--- Required work ---
• 1. Answer these questions about the TV show preview, one answer per line, each marked like its question.
(a) Which network airs Kidnapped?
(b) Which show will The Nine follow?
(c) What is Six Degrees about?
• 2. Carry on the TV show preview from its last sentence, in the same voice and format.

--- Text for analysis ---
Content starts

30 Rock: Alec Baldwin does comedy great as was witnessed on SNL numerous times. These first 2 shows sound like they could offer too much of the same kind of thing though.

Heroes: Like the last 2 this is on NBC. It’s about people with super powers. This could suck bad. Or it could rock if it takes the right tone and finds a way to be about more than folks doing cool stuff and saving people.

Kidnapped: Also NBC. Kid gets taken. Many secrets lie at the heart of the mystery. I’ll give it a shot based on what I’ve heard but how far can they stretch it?

The Nine: It will follow Lost. It’s about a bank heist and the people involved told partly in flashback from what I gather. If I don’t protest ABC I’ll give it a week or two and see where it’s headed.

Six Degrees: Another ABC show that Abrams is involved with. It’s about the connections between a group of New Yorkers who apparently don’t know each other. I’ve got a problem with Kevin Bacon not being in this. Hopefully he’ll make cameos.

Content ends

--- Data segment ---

Content starts

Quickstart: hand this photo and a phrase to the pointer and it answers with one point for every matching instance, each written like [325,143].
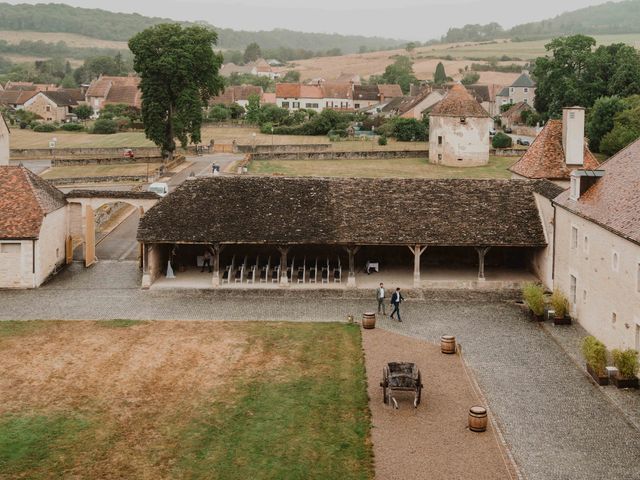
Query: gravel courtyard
[556,423]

Content ends

--- List of answers ---
• 1.
(a) NBC
(b) Lost
(c) The connections between a group of New Yorkers who apparently don't know each other

• 2.
Jericho: Another Lost sounding ripoff, as The Nine and Napped may be, with a possible nuclear war scenario going on outside a Kansas area that for some reason can’t find out what’s going on. I like watching people from the midwest suffer. So I’ll give this a shot.

Returning shows besides Lost include Family Guy and The Simpsons already unerway, plus Earl and The Office, winner of deserved Emmy for best comedy. Also a 2 winner again was Jon Stewart, which was kind of to his chagrin as he was pulling for Steven Colbert.

The two of them were hilarious presenting together by the way.

I got to see the Earl pilot for the first time the other day and it makes me like the show even more, though I do find it troubling that this has all been inspired by that noted spiritualist and thinker, Carson Daly.

Battlestar Gallactica is back shortly also. I’m really enjoying season 1 on DVD but I may not be able to catch up and get 2 before so I may have to DVR eps the first weeks of the season until I catch up. Those damn discs are too expensive for that show. Like $35 for half a season each.

Oh but to dream of a day with Grace Park looking robots that have sex with guys.

This is what technology is all about.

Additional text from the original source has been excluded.